• [What is required] Copy the lines from the one containing "Could you please outline every instance of the **white" through the end of the records, inclusive, renaming "rings" to "loops" and leaving everything else unchanged.

• [Given records]
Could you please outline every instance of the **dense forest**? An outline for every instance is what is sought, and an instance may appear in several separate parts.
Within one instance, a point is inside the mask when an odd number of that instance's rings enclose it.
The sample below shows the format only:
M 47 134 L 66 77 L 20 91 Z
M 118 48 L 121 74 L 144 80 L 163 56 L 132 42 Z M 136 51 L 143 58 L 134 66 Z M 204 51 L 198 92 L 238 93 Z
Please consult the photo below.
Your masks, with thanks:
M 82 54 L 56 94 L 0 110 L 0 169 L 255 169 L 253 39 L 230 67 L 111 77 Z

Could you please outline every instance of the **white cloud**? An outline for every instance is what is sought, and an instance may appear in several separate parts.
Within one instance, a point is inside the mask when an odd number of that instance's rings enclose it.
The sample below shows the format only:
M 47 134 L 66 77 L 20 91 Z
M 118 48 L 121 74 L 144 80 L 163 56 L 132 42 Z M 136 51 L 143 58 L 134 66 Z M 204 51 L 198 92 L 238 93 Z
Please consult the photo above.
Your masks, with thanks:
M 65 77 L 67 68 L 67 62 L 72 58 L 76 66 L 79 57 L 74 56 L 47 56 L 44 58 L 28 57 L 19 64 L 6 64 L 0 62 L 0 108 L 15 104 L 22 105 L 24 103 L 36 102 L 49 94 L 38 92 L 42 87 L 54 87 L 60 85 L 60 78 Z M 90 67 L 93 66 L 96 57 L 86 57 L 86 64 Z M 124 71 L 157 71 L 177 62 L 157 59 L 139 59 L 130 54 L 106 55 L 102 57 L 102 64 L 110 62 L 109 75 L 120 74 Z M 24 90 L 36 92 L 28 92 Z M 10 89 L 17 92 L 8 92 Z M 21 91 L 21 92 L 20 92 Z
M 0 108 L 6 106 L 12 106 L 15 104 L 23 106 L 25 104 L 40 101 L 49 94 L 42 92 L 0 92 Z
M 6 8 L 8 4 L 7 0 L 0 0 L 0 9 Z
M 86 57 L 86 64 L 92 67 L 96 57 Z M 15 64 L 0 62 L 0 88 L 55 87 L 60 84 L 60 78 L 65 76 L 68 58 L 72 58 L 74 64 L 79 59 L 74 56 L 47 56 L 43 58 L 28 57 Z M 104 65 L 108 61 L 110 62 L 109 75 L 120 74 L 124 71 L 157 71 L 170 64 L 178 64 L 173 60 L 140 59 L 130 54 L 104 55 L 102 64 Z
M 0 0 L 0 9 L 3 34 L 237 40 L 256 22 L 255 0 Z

• [Worked answer]
Could you please outline every instance of the **white cloud**? An outline for every instance is what is sought, and an instance may appear in several separate parts.
Within one instance, a point is inside the mask when an odd number of that instance's loops enclose it.
The sample below shows the format only:
M 47 134 L 66 77 L 20 91 Z
M 118 48 L 121 74 L 144 80 L 163 56 L 132 42 Z M 136 51 L 143 58 L 134 66 Z M 204 51 L 198 92 L 238 93 Z
Please consult the photo above.
Your masks, with thanks:
M 65 77 L 67 68 L 67 62 L 72 58 L 76 66 L 79 57 L 74 56 L 47 56 L 44 58 L 28 57 L 19 64 L 6 64 L 0 62 L 0 108 L 15 104 L 22 105 L 24 103 L 36 102 L 49 94 L 38 92 L 42 87 L 54 87 L 60 85 L 60 78 Z M 90 67 L 93 66 L 96 57 L 86 57 L 86 64 Z M 124 71 L 157 71 L 177 62 L 157 59 L 139 59 L 130 54 L 106 55 L 102 57 L 102 64 L 110 62 L 109 75 L 120 74 Z M 24 90 L 36 92 L 28 92 Z M 10 89 L 17 92 L 8 92 Z M 21 91 L 21 92 L 20 92 Z
M 0 108 L 6 106 L 12 106 L 15 104 L 23 106 L 25 104 L 40 101 L 49 94 L 42 92 L 0 92 Z
M 6 8 L 8 4 L 7 0 L 0 0 L 0 9 Z
M 86 57 L 86 64 L 92 67 L 96 57 Z M 15 64 L 0 62 L 0 88 L 55 87 L 60 84 L 60 78 L 65 76 L 68 58 L 72 58 L 74 64 L 79 59 L 74 56 L 47 56 L 43 58 L 28 57 Z M 104 65 L 108 61 L 110 62 L 109 75 L 120 74 L 124 71 L 157 71 L 170 64 L 178 64 L 173 60 L 140 59 L 130 54 L 104 55 L 102 64 Z
M 0 0 L 0 9 L 3 34 L 237 40 L 256 22 L 255 0 Z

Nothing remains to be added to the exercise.